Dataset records
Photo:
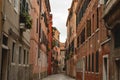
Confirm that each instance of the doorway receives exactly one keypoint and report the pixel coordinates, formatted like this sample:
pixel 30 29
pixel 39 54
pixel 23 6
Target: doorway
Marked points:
pixel 4 64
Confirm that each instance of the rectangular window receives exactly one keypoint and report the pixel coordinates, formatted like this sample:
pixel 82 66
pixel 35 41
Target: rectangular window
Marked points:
pixel 93 23
pixel 105 1
pixel 92 62
pixel 83 36
pixel 24 61
pixel 27 57
pixel 97 18
pixel 13 51
pixel 37 24
pixel 86 63
pixel 5 40
pixel 88 28
pixel 78 41
pixel 89 64
pixel 20 55
pixel 16 5
pixel 117 36
pixel 97 61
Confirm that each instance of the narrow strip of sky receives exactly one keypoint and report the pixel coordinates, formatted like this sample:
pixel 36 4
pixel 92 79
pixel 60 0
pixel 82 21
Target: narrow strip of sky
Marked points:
pixel 59 9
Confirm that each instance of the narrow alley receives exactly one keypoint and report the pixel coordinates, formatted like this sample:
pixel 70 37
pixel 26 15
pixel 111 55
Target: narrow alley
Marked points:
pixel 59 39
pixel 58 77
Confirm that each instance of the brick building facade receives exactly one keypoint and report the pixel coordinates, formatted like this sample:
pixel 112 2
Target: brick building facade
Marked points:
pixel 15 41
pixel 111 17
pixel 93 41
pixel 34 40
pixel 50 46
pixel 71 42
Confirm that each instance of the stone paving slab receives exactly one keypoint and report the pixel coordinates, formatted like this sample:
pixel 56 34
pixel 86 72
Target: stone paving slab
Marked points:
pixel 58 77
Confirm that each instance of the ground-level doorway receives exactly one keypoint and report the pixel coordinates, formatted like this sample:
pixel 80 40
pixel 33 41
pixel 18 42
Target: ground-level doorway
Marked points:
pixel 4 65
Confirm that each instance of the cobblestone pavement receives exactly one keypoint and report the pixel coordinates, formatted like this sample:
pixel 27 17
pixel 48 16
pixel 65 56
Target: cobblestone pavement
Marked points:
pixel 58 77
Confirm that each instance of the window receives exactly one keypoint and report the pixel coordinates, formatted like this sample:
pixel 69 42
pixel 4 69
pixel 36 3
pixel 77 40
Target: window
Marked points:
pixel 16 5
pixel 97 61
pixel 5 40
pixel 37 24
pixel 10 1
pixel 89 64
pixel 86 63
pixel 20 54
pixel 105 1
pixel 88 28
pixel 78 41
pixel 92 62
pixel 83 36
pixel 24 61
pixel 13 51
pixel 117 36
pixel 93 23
pixel 97 18
pixel 27 57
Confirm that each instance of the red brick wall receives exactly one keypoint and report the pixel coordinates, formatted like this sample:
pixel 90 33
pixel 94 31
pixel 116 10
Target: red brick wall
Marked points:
pixel 93 43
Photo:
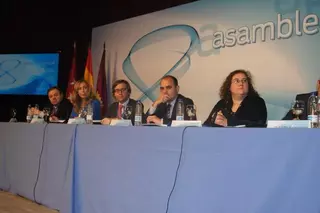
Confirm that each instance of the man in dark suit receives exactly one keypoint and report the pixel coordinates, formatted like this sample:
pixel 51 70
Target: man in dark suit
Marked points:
pixel 303 97
pixel 163 110
pixel 121 91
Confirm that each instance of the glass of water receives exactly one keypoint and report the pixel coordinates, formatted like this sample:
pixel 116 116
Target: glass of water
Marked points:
pixel 191 111
pixel 297 108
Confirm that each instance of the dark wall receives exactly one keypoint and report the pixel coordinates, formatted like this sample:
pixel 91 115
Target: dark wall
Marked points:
pixel 47 26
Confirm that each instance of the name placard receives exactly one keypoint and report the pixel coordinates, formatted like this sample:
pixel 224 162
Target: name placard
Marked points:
pixel 115 122
pixel 176 123
pixel 77 121
pixel 289 124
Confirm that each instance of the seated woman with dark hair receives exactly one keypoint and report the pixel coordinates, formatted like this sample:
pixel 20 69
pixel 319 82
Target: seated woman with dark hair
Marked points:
pixel 240 103
pixel 82 96
pixel 60 108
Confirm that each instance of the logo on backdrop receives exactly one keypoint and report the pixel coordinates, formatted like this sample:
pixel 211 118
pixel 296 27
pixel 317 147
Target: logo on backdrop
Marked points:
pixel 215 40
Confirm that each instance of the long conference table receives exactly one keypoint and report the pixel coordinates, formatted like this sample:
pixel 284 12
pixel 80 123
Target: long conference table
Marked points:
pixel 95 169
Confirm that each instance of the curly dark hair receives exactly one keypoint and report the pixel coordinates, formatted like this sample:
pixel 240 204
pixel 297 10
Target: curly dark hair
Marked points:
pixel 225 87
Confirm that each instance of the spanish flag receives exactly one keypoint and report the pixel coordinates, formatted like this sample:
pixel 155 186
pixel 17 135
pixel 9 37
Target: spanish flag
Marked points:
pixel 88 74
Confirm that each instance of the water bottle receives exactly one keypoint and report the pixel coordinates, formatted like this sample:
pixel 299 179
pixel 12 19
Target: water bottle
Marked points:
pixel 36 111
pixel 29 114
pixel 312 111
pixel 318 111
pixel 138 114
pixel 180 111
pixel 89 116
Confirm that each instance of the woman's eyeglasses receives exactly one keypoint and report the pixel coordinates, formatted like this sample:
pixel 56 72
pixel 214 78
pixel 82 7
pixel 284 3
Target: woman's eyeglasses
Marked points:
pixel 237 81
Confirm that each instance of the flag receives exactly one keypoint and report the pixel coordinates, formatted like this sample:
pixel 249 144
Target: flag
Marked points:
pixel 88 74
pixel 72 74
pixel 102 83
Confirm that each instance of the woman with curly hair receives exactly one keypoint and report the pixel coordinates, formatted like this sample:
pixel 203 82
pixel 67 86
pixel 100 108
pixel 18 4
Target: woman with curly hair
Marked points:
pixel 240 103
pixel 82 96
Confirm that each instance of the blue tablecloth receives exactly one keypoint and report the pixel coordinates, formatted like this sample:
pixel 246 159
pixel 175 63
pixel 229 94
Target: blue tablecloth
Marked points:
pixel 221 170
pixel 89 168
pixel 23 147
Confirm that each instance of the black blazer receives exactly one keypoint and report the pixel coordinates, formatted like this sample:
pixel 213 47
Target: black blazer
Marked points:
pixel 113 110
pixel 252 113
pixel 161 110
pixel 303 97
pixel 64 110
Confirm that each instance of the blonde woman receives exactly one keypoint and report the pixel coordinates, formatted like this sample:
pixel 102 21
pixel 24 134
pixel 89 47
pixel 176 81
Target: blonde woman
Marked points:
pixel 82 96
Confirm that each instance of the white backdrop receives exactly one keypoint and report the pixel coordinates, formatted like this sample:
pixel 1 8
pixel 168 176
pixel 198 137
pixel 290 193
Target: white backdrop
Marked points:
pixel 143 49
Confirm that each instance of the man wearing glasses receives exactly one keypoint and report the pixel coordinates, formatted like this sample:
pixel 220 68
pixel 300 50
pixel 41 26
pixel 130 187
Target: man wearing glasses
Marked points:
pixel 163 110
pixel 124 107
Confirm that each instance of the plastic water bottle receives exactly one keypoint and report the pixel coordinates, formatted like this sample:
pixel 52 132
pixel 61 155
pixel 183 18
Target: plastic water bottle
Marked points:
pixel 180 111
pixel 89 116
pixel 138 114
pixel 312 111
pixel 36 111
pixel 29 114
pixel 318 111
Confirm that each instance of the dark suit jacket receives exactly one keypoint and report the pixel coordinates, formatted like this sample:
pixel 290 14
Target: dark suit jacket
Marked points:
pixel 64 110
pixel 252 113
pixel 303 97
pixel 161 110
pixel 113 110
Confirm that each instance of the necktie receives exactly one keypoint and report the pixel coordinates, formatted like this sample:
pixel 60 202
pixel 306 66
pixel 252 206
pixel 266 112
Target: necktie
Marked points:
pixel 168 109
pixel 120 106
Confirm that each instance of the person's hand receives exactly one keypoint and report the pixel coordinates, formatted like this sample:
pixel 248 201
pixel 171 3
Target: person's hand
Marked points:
pixel 153 119
pixel 221 120
pixel 106 121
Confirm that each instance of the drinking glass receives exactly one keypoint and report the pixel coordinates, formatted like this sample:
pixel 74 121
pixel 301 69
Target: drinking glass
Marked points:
pixel 191 111
pixel 297 108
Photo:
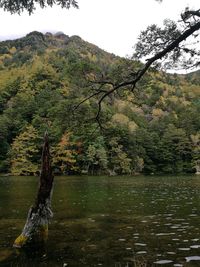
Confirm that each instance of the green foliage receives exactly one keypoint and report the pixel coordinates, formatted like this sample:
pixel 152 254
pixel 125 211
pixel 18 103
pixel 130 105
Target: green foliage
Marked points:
pixel 24 152
pixel 43 77
pixel 18 6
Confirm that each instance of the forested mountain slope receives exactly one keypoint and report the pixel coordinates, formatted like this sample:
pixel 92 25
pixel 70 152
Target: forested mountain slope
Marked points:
pixel 43 77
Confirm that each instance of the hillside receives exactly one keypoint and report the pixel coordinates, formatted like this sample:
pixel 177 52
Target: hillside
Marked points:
pixel 43 77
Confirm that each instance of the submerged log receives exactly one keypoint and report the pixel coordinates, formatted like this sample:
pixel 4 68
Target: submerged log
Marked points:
pixel 35 231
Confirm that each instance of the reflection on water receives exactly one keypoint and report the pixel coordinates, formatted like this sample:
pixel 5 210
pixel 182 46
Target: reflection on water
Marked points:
pixel 107 221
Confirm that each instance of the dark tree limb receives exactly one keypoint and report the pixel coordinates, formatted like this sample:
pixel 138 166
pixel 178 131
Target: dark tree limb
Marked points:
pixel 36 228
pixel 132 79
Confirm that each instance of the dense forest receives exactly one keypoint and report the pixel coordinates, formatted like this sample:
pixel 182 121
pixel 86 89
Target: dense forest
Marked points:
pixel 44 78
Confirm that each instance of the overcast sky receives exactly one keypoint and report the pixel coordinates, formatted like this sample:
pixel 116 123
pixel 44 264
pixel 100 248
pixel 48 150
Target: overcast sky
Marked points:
pixel 113 25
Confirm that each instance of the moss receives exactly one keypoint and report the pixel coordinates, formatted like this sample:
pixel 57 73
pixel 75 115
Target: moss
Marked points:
pixel 20 241
pixel 38 237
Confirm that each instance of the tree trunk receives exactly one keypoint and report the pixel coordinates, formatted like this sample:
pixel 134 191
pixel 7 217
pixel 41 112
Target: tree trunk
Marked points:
pixel 35 231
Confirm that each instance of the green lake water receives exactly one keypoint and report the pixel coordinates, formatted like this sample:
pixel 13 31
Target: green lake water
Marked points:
pixel 106 221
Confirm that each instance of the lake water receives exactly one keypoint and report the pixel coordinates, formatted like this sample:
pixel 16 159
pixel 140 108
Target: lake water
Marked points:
pixel 107 221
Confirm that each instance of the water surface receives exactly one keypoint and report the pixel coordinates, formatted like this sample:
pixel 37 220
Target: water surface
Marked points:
pixel 107 221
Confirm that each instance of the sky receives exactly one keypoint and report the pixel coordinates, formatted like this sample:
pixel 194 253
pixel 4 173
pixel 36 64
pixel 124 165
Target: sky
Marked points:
pixel 113 25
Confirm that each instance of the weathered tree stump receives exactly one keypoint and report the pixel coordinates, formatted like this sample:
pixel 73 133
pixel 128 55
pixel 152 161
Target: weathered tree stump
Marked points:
pixel 35 231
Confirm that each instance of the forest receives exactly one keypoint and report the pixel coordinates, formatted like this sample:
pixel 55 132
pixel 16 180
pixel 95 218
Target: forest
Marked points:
pixel 45 80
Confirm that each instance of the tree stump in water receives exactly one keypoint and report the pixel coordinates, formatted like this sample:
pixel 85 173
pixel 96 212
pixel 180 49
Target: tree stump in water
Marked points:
pixel 35 231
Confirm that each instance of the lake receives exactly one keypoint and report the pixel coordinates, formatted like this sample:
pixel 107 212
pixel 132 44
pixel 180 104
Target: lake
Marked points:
pixel 107 221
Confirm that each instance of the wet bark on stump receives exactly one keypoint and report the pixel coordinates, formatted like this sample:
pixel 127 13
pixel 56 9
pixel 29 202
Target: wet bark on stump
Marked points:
pixel 35 231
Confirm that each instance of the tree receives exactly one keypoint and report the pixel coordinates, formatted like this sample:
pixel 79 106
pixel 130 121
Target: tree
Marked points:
pixel 18 6
pixel 35 231
pixel 64 154
pixel 23 152
pixel 154 45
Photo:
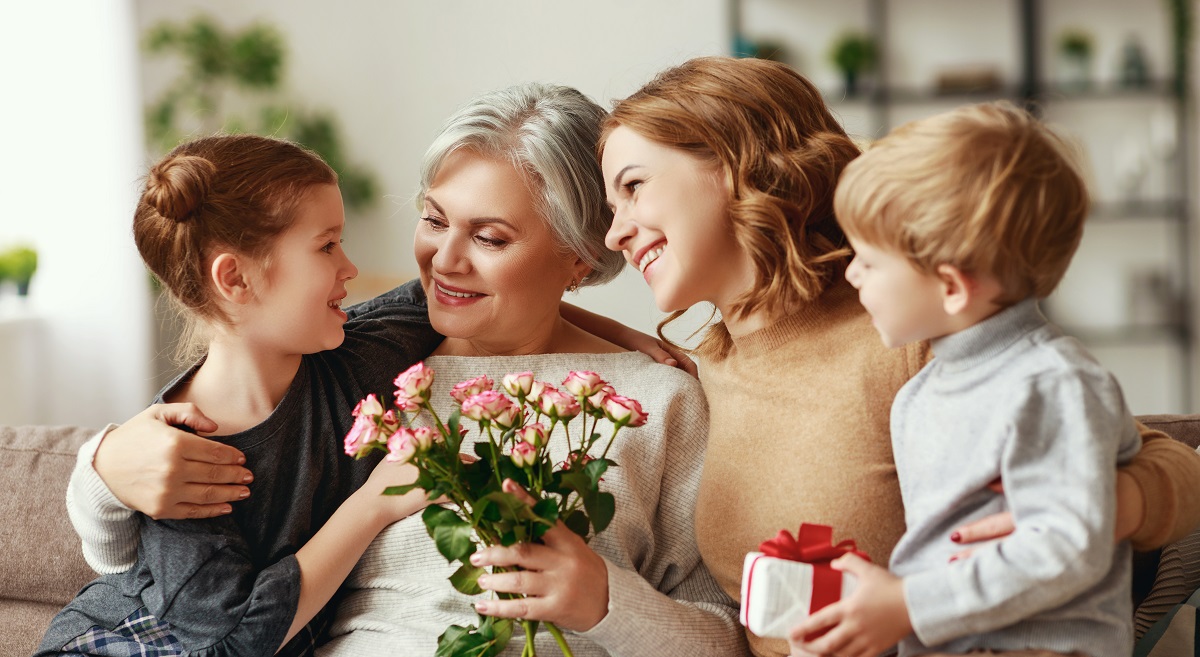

▸ Exercise goal:
Extract every line of the records above that contains the string "placard", matching case exactly.

▸ The solution:
Confirm that each instance of the name placard receives exactly one keypoint and report the pixel coordinates, formatted like this sample:
Target: name placard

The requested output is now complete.